TO BE DONE.
Extract all of the items below verbatim, leaving out the pictures.

Excerpts from point annotation data
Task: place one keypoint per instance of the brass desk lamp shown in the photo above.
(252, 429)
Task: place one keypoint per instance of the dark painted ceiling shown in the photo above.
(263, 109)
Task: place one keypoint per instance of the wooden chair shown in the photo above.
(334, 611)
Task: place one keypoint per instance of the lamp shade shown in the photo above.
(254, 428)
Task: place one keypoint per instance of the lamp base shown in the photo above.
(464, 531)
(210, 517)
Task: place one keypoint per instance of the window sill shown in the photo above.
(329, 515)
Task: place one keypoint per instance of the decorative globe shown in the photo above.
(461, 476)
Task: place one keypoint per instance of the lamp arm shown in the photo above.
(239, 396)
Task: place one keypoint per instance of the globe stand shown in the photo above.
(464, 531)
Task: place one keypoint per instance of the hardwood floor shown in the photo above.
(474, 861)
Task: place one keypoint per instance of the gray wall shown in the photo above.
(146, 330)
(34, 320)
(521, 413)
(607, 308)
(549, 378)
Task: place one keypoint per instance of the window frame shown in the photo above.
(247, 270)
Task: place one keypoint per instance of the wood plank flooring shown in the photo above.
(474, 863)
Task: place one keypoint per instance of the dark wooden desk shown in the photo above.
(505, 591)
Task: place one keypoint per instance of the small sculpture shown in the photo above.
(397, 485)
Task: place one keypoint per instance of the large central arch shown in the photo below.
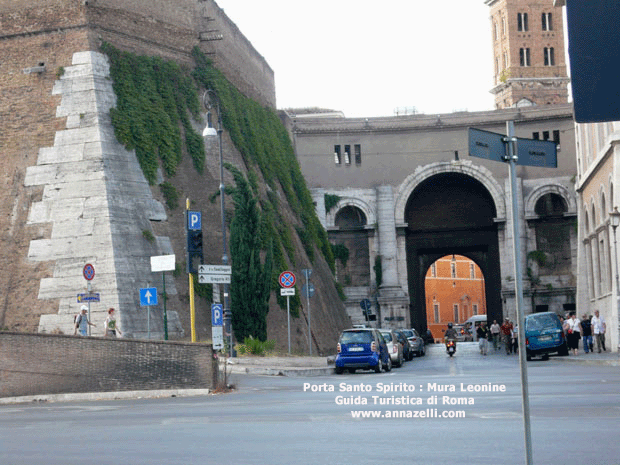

SOLUTION TO THE EXERCISE.
Task: place one keypoint per instance of the brass desk lamp shown in the photo above.
(252, 429)
Task: place one keypoint per instance of the dark painted ceiling shown in the photo above.
(263, 109)
Task: place one keypoint per instance of the wooden chair shown in the photo above.
(334, 611)
Task: place one keypoint per instance of the lamp shade shown in the photo above.
(254, 428)
Task: place one keypoint per instance of the lamp base shown in the photo above.
(464, 531)
(210, 517)
Task: place one keypoint per instance of the window sill shown in the photo above.
(329, 515)
Task: place one keypoint per instance of the decorative globe shown in the photo above.
(461, 476)
Task: place one keypoint per instance of the lamp arm shown in the photo above.
(239, 396)
Task: place one keypoint per instance of the globe stand shown in the photo above.
(464, 531)
Task: place one keypoint per instance of the hardwood floor shown in the photo above.
(474, 861)
Task: place one keypoint per instance of the gray wall shown in the photo above.
(146, 330)
(34, 320)
(521, 413)
(607, 308)
(549, 378)
Task: place one keypoint per instance of the window frame shown in the photo above.
(247, 270)
Task: place one keypoint per instance of the wood plank flooring shown in the photo above.
(474, 863)
Task: place one keypoint per instance of the dark wooden desk shown in the photo above.
(505, 591)
Task: place one keypoint per instance of the small sculpture shown in the photo above.
(397, 485)
Task: place one keypoint per instance of the large central arch shown in the photo below.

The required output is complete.